◆ SOURCE DOCUMENT:
========================================================================

3.3. Deploying Security Profiles Based on Server Profile Data

FIG. 10A is a flow diagram illustrating an embodiment of a method for a policy configuration microservice deploying security policies based on profile data for an existing population of virtual servers. At block 1002, server profile data is generated for a plurality of existing virtual servers, where the server profile data indicates values for a plurality of properties associated with each of the plurality of existing virtual servers. For example, a policy configuration microservice 710 may generate the server profile data for a set of virtual servers running on hypervisors (e.g., hypervisors 720-752). As described above in Section 3.2., a policy configuration microservice 710 may generate the server profile data by querying or retrieving the information from each of the existing virtual servers, from the hypervisors upon which the virtual servers are running, from a separate data source containing the profile data, or from any other source to generate the server profile data.

At block 1004, the policy configuration microservice receives an indication that a hypervisor is hosting a new virtual server, the new virtual server associated with a plurality of property values. For example, a policy configuration microservice 710 may receive a notification, alert, or other type of message from one of hypervisors 720, 730, 740 and 750 indicating that the new virtual server is created. The indication of the new virtual server may include one or more property values associated with the new virtual server (e.g., the indication may specify at which hypervisor the new virtual server is running, an operating system running on the virtual server, etc.).

At block 1006, a type of hypervisor associated with the new virtual server is determined. For example, a policy configuration microservice 710 may determine a type of hypervisor associated with a new virtual server based on information included in the message indicating the creation of the new virtual server, or a type of hypervisor may be determined based on querying the hypervisor, the new virtual server, or obtaining the information from any other data source.

At block 1008, a set of property values associated with the new virtual server is determined. For example, a policy configuration microservice 710 may determine one or more property values associated with the new virtual server from the message indicating the creation of the new virtual server, by querying or retrieving the information from the new virtual server, from the hypervisor hosting the new virtual server, or from another data source. In an embodiment, determining a set of property values associated with the new virtual server may include determining, among other data items, a server network list (e.g., a list of servers and/or networks to which the new virtual server can access), a server application list (e.g., indicating a list of applications running on the virtual server and associated application properties), server operating system (OS) information (e.g., indicating information about versioning and OS configuration settings), and a server patch status (e.g., indicating security patches currently applied to the virtual server).

========================================================================

◆ GIVEN RECORDS:
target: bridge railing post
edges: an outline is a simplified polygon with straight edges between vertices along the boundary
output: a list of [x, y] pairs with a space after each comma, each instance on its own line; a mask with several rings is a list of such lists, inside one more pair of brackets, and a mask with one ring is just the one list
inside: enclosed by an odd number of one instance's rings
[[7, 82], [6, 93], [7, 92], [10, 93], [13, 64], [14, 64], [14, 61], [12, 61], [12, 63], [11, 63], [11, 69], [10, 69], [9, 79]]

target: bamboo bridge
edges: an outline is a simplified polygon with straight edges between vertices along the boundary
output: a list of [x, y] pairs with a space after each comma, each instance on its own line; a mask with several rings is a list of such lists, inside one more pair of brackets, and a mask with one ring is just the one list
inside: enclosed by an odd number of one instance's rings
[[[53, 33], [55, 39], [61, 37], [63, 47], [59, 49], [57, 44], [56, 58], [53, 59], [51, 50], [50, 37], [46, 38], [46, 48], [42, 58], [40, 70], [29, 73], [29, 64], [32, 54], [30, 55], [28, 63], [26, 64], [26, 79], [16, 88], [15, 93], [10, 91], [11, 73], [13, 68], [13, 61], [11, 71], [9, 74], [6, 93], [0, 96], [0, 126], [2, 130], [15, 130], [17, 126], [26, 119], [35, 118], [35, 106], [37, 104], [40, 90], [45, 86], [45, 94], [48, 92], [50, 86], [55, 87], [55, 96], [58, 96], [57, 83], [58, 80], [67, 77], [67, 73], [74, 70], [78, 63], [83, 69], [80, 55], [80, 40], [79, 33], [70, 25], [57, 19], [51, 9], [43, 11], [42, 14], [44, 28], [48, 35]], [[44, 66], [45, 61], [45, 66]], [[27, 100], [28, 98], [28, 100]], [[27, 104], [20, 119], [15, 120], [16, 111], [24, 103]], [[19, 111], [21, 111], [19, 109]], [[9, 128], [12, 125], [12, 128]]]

========================================================================

◆ EXERCISE A:
In the passage on deploying security profiles based on server profile data, what does a server patch status indicate?
◆ EXERCISE B:
Continue the passage on deploying security profiles based on server profile data, starting right after its last sentence.

◆ FINAL ANSWER A:
It indicates the security patches currently applied to the virtual server.

◆ FINAL ANSWER B:
At block 1010, it is determined whether an interface microservice is currently running on the new virtual server's hypervisor. For example, a policy configuration microservice 710 may determine whether an interface microservice (e.g., such as interface microservice 722 for the hypervisor 720) is running on the new server's hypervisor by determining whether the hypervisor responds to queries for information about the new virtual server, based on an explicit query checking for the existence of the interface microservice, or based on any other data source indicating whether an interface microservice currently is running on the hypervisor. If an interface microservice is not currently running on the new virtual server's hypervisor, an interface microservice is deployed to the hypervisor at block 1012. Otherwise, if an interface microservice is currently running on the new virtual server's hypervisor, then this existing interface microservice is subsequently utilized and the process proceeds to block 1014.

At block 1014, the property values determined for the new virtual server are compared against the generated server profile data for the existing population of virtual servers to identify one or more closest matching existing virtual servers. For example, a policy configuration microservice 710 may compare the property values determined at block 1008 against property values stored for a population of virtual servers in a server properties database 716. Determining the closest matching server may include, for example, finding one or more existing virtual servers stored in the server properties database 716 with the greatest number of matching properties, where the matched properties may include one or more of a type and version of operating system running on the virtual servers, a security patch level applied to the servers, networks to which the servers are permitted access, types and versions of applications running on the virtual servers, etc.

For example, a new virtual server may be created and determined to be running a version 9.5 of a particular type of operating system, determined to have access to networks A, B and E, associated with users in two specified user groups, and have installed a database server and applications for video editing. In this example, a policy configuration microservice 710 may compare each of these properties against similar properties of virtual servers stored in a server properties database 716 to find one or more existing virtual servers running a same operating system and version, having access to the same networks, permitting access by the same user groups, and having the same applications and versions installed. In some examples and for some properties, the matching may not be exact. For example, a policy configuration microservice 710 may compare a security patch level property value to locate virtual servers having at least the same patch level or newer. As another example, a policy configuration microservice 710 may be configured to search for existing virtual servers running a type of application within three versions of the same type of application running on a new virtual server (e.g., if a new virtual server is running a newest version web server 5.0, the microservice may match existing virtual servers running web servers with versions 2.0 through 5.0). In general, the type of matching performed for each property may be customized by an administrator or other user of the system.

As an example of identifying a closest matching existing virtual server, different metrics may be examined and compared to identify the most suitable match. In general terms, the most suitable match of a security policy is an existing policy that is least restrictive yet meets or exceeds the security requirements of the new server. For properties such as a server's operating system, security policies from existing servers with the same operating system may be considered if the server's patch status is at or beyond that of the existing server. The new server's application list may be considered by evaluating the installed applications on the new server to be a subset of those of an existing server with an existing security policy. The new server's network list may be considered by evaluating the active networks connections on the new server to be within the subnets of those present of an existing server with an existing security policy.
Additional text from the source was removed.